[課題の内容]: 非認知能力と動機づけについての文章を、最後の文に続けて書き進めてください。

その疑問を持つだけで、子どもへのアプローチが180度変わるでしょう。
なにせよ、積み木は空中には積めませんから。したがって、下部のどこから積んでいくと良いかと考えられるのです。
自信のなさ?友人との関わり方?親からの愛情不足?と補い方を見つけようとできます。
まとめ【学習のための積み木】
上位スキルの有無が学力に直結し、身に付いていない場合、できない子認定をされがち。
積み木レンズを通すことで、表面的なできなさではなく、土台の補完が必要だと認識できる。
学習のための積み木は、一歩離れた視点をもたせてくれる現場の武器になるのではないでしょうか。
非認知能力が高まる環境
では最も気になる、どんな環境が非認知能力を高めるのか、という点です。
まずは結論から。非認知能力が高まる環境とは、
内的動機によるポジティブ行動
自分なりの目的がある行動とは、内的に動機づけられた行動のことです。
要は「誰かに何かをもらえるわけではないが、自分が満たされるからやる」行動です。
例えば、好奇心に満ち溢れ、粘り強く勉強に取り組む子どもがいたとします。
その子どもの目的は、報酬(お金やご褒美)ではないでしょう。
おそらく、知ること自体が楽しいのような理由から、時間を忘れてまで勉強をし続けるのでしょう。
しかも誰から見ても、褒めるに値する行動として受け取られますし、自然と認知能力(学力)も高まります。
このように、非認知能力が発揮された行動が「ポジティブな行動」であると本書では言っています。
つまり、ポジティブ行動が多くなる=非認知能力が身に付いている ことと同義なのです。
ポジティブ行動は、3つの動機づけ要素がもとになります。
その3つとは「有能感」「自律性」「関係性」です。
言い換えると「自分ならできるはずだ」「自分で選んだんだ」「自分は認めてもらえるんだ」という感覚です。
この感覚が満たされて初めて、「自分なりにこうしたい」という自発的な行動に結びつきます。
ちなみに罰やご褒美で釣るなどの動機づけによる、非認知能力への効果は「0」だったそうです。
とはいえ、学習レベルが上がるにつれ、全員が内的にモチベートされた行動を続けることは難しいのでは、と感じるのではないでしょうか。
確かにその通りで、単調な計算や漢字練習をこなすには、外的な動機づけが必要になります。

[提供された情報]:
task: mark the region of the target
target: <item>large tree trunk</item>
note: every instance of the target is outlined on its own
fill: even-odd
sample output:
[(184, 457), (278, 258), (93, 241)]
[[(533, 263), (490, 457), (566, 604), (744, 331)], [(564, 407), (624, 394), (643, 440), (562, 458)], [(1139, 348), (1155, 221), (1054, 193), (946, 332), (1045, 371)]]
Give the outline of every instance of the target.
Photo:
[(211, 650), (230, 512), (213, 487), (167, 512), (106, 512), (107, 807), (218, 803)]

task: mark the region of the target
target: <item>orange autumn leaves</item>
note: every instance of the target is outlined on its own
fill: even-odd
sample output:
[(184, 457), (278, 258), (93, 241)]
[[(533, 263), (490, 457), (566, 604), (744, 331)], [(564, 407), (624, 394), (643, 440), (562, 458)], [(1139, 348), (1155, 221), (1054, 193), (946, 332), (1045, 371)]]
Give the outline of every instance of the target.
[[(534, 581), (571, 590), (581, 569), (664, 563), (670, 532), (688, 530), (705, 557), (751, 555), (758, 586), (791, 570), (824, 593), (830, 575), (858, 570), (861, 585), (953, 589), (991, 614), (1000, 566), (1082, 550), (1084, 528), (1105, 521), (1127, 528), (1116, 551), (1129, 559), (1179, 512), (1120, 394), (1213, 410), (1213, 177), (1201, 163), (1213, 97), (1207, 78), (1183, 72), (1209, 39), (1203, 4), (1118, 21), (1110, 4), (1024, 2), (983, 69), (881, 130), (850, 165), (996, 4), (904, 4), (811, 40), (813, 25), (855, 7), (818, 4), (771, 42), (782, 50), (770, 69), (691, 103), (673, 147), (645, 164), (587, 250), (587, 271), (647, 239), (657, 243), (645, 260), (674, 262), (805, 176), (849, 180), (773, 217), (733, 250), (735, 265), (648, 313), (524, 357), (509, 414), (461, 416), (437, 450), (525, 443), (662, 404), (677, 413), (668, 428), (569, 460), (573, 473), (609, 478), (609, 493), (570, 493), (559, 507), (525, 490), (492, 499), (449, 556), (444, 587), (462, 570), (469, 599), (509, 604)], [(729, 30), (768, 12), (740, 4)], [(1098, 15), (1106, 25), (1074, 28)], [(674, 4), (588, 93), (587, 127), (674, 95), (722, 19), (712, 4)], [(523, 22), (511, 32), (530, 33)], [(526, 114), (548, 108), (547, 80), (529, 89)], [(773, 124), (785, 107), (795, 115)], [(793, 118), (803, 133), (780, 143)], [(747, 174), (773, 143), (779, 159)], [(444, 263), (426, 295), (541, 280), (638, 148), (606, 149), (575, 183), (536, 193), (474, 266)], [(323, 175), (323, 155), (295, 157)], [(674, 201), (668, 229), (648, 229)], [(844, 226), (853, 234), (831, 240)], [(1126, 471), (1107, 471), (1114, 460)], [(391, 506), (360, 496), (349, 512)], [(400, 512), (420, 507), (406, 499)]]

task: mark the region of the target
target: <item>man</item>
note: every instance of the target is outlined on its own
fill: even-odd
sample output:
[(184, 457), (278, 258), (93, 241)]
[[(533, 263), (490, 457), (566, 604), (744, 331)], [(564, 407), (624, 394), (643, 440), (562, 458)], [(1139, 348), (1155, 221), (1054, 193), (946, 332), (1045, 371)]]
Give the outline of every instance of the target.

[課題の結果]:
しかし外的な動機だとしても、先の3つの要素を満たせれば、ポジティブ行動が芽生えるのです。
ポジティブ行動を生む環境
積み木が積み上がっていない子どもたちは、失敗や評価などの外からの反応は「敵」だと捉えてしまいます。
反対にそれを解除できれば、ポジティブな行動を増やすことができるのです。
そのためには、教師が「ポジティブなメッセージ」を送り続けるしかありません。
ポジティブなメッセージ
方法は「全体」に対するものと「個人」に対するものの二方向があります。
全体へのメッセージは、この場は失敗しても責められることはないよ、やり直せるよという安心を伝えるものです。
なぜなら、自信ややり抜く力のない子どもは、常に崖っぷちにいる気分です。
ですので「あなたたちがいる場所は崖でなく、誰からも襲われない草原だよ」と根気強く伝えるのです。
個人へのメッセージは、「あなたならできると思う」という期待をかけるものです。
本書の例として、作文の再提出率の実験があります。
作文返却時にどのようなメッセージ(付箋)を添えるかによって再提出率が変化します。
「あなたならできると思って」という付箋と、平凡なコメントを添えて返却をした場合を比較します。
お察しの通り、期待付箋の方に軍配が上がっています。
ここには、どのようなメカニズムが働いているのでしょうか。
これまでは、自分を切り捨てるためだった教師の評価が、期待のコメントがあることで承認という評価へ一転するのです。
簡単に言えば、敵出現アラートがセーフティシグナルに変わり、もう一度チャレンジしてみようかなと思わせるのです。
生徒参加型の学習環境
次に、敵意のない人間関係が築けたら、学習環境にも手を加えていきます。
生徒参加型の共同学習やプロジェクト型の学習です。
一言でいうと、授業の手綱を子どもに渡した学習です。
生徒参加型学習は、グループでの学習が中心です。
ここまでの集団にポジティブな雰囲気が芽生えていたら、学習のグループは居場所になります。
そしてグループは、同じ船に乗るクルー(乗組員)という意識に変わります。
課題を乗り越える中で、自分が必要とされていると実感でき、学ぶことが意義あるものに変わっていくのです。
もし自分がいることで目的地に到達できたとしたら、モチベーションの3つの要素は満たされます。
外から見ればすでに、好奇心や自制心があるように振る舞えているのです。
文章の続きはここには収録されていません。